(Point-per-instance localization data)
######

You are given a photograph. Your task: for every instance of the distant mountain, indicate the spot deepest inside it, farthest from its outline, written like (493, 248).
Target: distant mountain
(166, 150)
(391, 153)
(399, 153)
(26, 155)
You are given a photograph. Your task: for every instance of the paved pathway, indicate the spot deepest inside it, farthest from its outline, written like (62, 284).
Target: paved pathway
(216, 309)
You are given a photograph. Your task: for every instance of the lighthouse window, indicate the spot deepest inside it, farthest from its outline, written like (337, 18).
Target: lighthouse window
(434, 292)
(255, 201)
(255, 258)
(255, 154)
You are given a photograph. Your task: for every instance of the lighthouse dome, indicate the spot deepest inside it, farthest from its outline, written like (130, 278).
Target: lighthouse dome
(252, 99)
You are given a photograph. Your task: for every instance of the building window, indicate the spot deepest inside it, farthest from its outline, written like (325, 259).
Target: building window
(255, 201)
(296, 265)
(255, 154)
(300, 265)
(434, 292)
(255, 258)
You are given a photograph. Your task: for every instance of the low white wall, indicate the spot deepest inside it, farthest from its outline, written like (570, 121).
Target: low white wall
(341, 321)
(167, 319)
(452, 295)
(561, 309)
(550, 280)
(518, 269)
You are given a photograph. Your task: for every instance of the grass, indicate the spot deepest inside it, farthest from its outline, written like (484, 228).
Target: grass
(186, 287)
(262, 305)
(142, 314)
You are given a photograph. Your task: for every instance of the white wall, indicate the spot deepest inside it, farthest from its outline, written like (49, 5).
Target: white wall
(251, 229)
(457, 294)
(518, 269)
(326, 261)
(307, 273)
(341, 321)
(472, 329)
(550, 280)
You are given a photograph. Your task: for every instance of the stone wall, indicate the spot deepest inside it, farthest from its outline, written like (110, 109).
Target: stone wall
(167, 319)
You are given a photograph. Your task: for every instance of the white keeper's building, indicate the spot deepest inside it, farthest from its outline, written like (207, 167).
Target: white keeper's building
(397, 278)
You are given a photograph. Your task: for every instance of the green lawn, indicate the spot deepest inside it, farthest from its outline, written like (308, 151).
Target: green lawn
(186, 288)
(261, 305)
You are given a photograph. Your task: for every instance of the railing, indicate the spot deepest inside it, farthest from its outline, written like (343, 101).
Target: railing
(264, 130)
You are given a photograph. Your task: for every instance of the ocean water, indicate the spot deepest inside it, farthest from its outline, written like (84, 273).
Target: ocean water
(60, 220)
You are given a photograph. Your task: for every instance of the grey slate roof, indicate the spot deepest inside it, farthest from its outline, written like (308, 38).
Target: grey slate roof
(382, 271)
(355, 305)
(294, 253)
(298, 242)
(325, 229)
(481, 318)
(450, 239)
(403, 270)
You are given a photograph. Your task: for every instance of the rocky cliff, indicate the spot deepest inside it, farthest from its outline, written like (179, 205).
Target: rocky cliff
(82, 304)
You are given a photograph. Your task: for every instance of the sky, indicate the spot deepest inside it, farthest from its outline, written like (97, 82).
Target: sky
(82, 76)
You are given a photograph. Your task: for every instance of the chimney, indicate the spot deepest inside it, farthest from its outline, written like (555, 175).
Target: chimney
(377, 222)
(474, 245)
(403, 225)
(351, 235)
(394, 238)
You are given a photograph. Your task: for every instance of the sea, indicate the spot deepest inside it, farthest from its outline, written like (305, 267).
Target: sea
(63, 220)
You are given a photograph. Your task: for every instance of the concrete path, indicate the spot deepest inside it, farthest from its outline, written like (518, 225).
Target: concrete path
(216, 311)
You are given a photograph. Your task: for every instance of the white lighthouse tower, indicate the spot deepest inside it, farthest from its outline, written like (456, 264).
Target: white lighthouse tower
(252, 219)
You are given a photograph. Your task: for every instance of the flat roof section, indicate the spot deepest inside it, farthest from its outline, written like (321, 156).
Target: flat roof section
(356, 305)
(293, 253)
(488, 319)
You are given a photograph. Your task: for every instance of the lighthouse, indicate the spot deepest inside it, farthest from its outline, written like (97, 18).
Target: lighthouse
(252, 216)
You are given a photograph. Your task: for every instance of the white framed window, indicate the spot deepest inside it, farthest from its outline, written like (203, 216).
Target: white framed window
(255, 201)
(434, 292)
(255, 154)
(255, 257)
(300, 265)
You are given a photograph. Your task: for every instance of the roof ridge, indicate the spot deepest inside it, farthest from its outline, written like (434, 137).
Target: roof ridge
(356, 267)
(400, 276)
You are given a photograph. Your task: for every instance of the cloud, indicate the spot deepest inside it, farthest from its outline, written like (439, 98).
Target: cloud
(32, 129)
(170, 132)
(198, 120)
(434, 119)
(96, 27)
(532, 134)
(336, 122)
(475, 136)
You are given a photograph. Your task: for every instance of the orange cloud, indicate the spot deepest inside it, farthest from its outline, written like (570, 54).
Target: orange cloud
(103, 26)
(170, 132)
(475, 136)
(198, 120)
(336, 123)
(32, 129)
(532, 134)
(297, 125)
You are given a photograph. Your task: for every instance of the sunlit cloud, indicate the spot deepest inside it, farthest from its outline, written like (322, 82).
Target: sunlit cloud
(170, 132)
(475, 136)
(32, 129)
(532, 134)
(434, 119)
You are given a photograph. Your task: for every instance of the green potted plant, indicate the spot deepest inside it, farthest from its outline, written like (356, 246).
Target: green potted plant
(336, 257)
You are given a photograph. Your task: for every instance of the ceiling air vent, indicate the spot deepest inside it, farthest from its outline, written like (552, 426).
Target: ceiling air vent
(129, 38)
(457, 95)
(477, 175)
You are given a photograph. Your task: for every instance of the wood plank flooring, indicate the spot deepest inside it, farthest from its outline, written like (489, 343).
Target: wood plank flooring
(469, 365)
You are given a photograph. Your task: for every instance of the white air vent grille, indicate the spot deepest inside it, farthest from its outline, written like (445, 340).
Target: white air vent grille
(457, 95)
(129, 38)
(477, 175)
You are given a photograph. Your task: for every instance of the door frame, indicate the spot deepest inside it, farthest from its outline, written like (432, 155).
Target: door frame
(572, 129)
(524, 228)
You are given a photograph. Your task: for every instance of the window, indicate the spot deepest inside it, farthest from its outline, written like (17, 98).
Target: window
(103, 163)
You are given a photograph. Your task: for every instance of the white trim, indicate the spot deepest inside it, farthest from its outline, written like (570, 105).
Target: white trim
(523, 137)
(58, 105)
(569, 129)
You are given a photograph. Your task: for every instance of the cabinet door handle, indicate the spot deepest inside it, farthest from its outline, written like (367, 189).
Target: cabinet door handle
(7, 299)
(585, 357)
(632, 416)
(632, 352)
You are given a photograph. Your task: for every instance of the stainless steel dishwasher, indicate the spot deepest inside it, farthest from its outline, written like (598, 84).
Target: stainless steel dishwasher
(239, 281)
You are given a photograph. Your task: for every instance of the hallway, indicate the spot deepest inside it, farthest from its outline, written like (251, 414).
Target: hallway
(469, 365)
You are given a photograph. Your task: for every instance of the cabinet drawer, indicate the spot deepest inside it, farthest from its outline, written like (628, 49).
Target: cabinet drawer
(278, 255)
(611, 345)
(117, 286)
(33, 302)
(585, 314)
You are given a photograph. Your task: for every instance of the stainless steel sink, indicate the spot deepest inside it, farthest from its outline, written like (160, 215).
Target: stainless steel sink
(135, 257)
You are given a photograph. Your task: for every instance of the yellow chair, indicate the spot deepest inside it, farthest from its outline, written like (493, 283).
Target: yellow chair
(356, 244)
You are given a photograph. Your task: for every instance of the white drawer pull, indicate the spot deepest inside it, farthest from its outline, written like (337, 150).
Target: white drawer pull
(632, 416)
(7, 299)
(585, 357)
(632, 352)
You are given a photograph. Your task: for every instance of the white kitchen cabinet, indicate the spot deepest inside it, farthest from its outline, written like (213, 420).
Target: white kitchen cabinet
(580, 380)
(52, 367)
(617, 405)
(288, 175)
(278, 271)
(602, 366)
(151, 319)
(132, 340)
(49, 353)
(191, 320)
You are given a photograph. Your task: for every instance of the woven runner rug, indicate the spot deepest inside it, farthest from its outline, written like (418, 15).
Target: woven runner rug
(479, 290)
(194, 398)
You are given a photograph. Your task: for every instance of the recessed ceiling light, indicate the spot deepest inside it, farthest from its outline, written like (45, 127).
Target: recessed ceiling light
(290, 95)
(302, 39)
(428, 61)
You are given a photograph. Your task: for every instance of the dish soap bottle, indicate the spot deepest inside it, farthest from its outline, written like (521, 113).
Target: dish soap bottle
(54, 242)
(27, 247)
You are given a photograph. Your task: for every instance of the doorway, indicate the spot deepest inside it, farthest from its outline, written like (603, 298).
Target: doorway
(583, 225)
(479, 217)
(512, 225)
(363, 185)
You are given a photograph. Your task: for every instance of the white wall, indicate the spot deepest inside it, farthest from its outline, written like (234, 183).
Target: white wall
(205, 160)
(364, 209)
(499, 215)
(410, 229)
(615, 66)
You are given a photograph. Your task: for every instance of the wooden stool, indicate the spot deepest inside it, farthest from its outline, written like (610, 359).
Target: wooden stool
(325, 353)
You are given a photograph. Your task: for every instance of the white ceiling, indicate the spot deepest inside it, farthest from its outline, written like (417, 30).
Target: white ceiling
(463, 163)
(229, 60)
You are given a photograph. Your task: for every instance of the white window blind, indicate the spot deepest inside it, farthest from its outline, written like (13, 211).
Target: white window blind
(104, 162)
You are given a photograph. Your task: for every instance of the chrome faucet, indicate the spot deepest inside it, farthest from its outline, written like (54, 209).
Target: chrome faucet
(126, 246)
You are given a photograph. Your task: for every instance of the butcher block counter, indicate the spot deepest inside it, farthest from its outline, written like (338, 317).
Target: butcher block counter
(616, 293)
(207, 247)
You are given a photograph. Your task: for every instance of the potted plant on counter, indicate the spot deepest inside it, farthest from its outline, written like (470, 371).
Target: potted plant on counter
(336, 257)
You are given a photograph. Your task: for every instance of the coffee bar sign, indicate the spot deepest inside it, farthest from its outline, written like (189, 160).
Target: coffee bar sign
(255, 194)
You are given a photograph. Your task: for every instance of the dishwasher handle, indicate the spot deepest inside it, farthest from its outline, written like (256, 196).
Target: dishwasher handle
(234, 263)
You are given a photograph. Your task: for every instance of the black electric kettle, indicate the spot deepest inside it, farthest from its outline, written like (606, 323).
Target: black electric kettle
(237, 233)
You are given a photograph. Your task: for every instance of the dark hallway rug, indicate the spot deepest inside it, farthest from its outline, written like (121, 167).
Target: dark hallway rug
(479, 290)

######

### REQUIRED WORK
Output exactly the span of lines beginning at the first line of the records and ending at the line that holds "like (484, 228).", inclusive, with no other text.

### REPLY
You are given a photograph. Your task: for every instance of the distant mountain, indicate the spot deepest inside it, farthest from its outline, written like (493, 248).
Target: distant mountain
(166, 150)
(391, 153)
(399, 153)
(26, 155)
You are given a photograph. Your task: for every instance of the paved pathway, indicate the spot deepest inside it, farthest from its outline, written like (62, 284).
Target: paved pathway
(216, 309)
You are given a photograph. Your task: for every instance of the lighthouse window, indicate the spot deepest inside it, farthest from its outline, written like (337, 18).
Target: lighthouse window
(434, 292)
(255, 201)
(255, 258)
(255, 154)
You are given a photograph. Your task: for every instance of the lighthouse dome, indicate the spot deepest inside it, farthest from its outline, written like (130, 278).
Target: lighthouse dome
(252, 99)
You are given a photograph. Your task: for every instance of the building window, indicate the spot deepest inside it, farthest from its outline, written like (325, 259).
Target: building window
(255, 201)
(296, 265)
(255, 154)
(300, 265)
(434, 292)
(255, 258)
You are given a photograph. Your task: for every instance of the low white wall, indicate the spot deepest inside it, farthest from its outline, written like (570, 121).
Target: low white wall
(341, 321)
(167, 319)
(452, 295)
(561, 309)
(550, 280)
(518, 269)
You are given a photograph. Your task: for every instance of the grass, indicate the spot deepest inside it, farthest from its outline, written like (484, 228).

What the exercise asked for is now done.